Task directions
Reproduce every one of the following rows word for word, and leave the pictures out of your output.

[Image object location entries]
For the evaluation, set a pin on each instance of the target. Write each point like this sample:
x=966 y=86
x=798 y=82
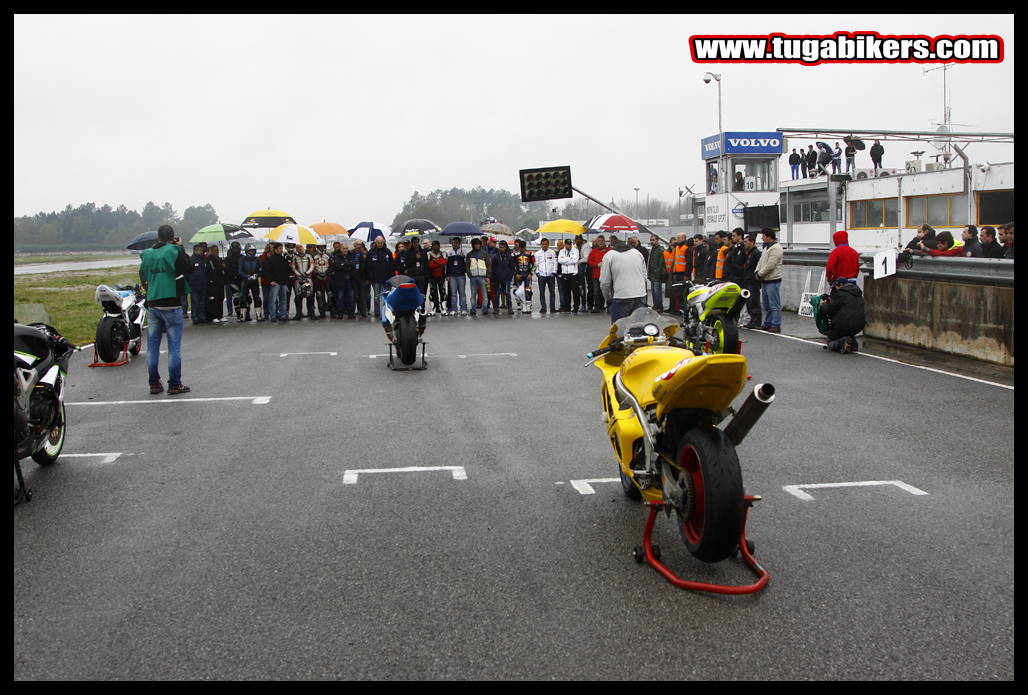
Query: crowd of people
x=994 y=242
x=806 y=165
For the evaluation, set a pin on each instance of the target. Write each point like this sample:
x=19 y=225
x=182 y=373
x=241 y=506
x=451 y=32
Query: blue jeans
x=159 y=321
x=477 y=283
x=198 y=300
x=547 y=283
x=456 y=290
x=379 y=289
x=771 y=296
x=280 y=301
x=657 y=286
x=344 y=299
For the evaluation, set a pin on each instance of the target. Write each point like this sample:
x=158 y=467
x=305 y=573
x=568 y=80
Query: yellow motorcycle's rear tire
x=712 y=527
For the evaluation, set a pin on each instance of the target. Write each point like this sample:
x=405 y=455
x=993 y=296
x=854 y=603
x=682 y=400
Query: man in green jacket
x=656 y=271
x=160 y=266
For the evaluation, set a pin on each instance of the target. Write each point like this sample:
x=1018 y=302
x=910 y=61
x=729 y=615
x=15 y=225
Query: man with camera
x=160 y=267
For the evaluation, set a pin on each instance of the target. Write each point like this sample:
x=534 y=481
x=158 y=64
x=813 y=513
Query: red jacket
x=843 y=261
x=595 y=256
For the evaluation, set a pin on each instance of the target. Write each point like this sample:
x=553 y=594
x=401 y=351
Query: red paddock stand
x=122 y=359
x=744 y=549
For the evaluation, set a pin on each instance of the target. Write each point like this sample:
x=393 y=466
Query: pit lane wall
x=961 y=306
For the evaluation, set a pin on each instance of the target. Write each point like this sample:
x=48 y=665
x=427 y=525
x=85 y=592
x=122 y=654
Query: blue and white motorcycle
x=41 y=357
x=404 y=319
x=124 y=316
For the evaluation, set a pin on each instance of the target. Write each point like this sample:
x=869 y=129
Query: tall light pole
x=721 y=133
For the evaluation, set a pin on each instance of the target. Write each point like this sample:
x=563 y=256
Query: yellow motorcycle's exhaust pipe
x=749 y=412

Expected answer
For the evaluation, set a pin on each instance of the target. Write each point like this sample:
x=966 y=86
x=798 y=82
Query: crowd of people
x=994 y=242
x=806 y=165
For the evaluation, set a pin on each instance of the target. Write each point like this sample:
x=19 y=225
x=182 y=373
x=241 y=506
x=451 y=32
Query: blue jeans
x=159 y=321
x=477 y=283
x=198 y=300
x=547 y=283
x=456 y=290
x=379 y=289
x=771 y=296
x=280 y=301
x=657 y=286
x=344 y=299
For the evaluation, set a pin on each instance of the target. Write each point like this sample:
x=158 y=467
x=305 y=573
x=568 y=80
Query: yellow motorcycle's rear tire
x=712 y=527
For the evaluation, set a pin on each instance of the target. Write each point like this sample:
x=405 y=455
x=993 y=296
x=854 y=603
x=682 y=400
Query: man in green jacket
x=656 y=271
x=160 y=266
For the evaluation, set a pin on each instance of the target. Write each point like this sample:
x=1018 y=302
x=910 y=61
x=729 y=615
x=15 y=225
Query: man with camera
x=160 y=267
For the evaluation, set a pin on each instance of the target. Write each point like this sample:
x=534 y=481
x=158 y=64
x=813 y=513
Query: red jacket
x=843 y=261
x=595 y=256
For the evaluation, set a pin on each instance of the target. Write each point like this sample:
x=553 y=594
x=401 y=351
Query: red paddock stand
x=122 y=359
x=744 y=549
For the evaluation, set a pin on each instance of the target. Write each point like this sample:
x=393 y=466
Query: pit lane wall
x=961 y=306
For the evaluation, set a pin on each instance of the target. Write each point like this sample:
x=48 y=665
x=427 y=525
x=85 y=592
x=122 y=654
Query: blue and white motorcycle
x=41 y=357
x=404 y=319
x=124 y=316
For the evaluation, set a pin on each instance of the target. Write each point like this sample:
x=869 y=129
Query: tall light pole
x=721 y=133
For the evaluation, set a pin on each instance of the target. Write each point like this sample:
x=563 y=256
Query: yellow motorcycle's exhaust pipe
x=749 y=412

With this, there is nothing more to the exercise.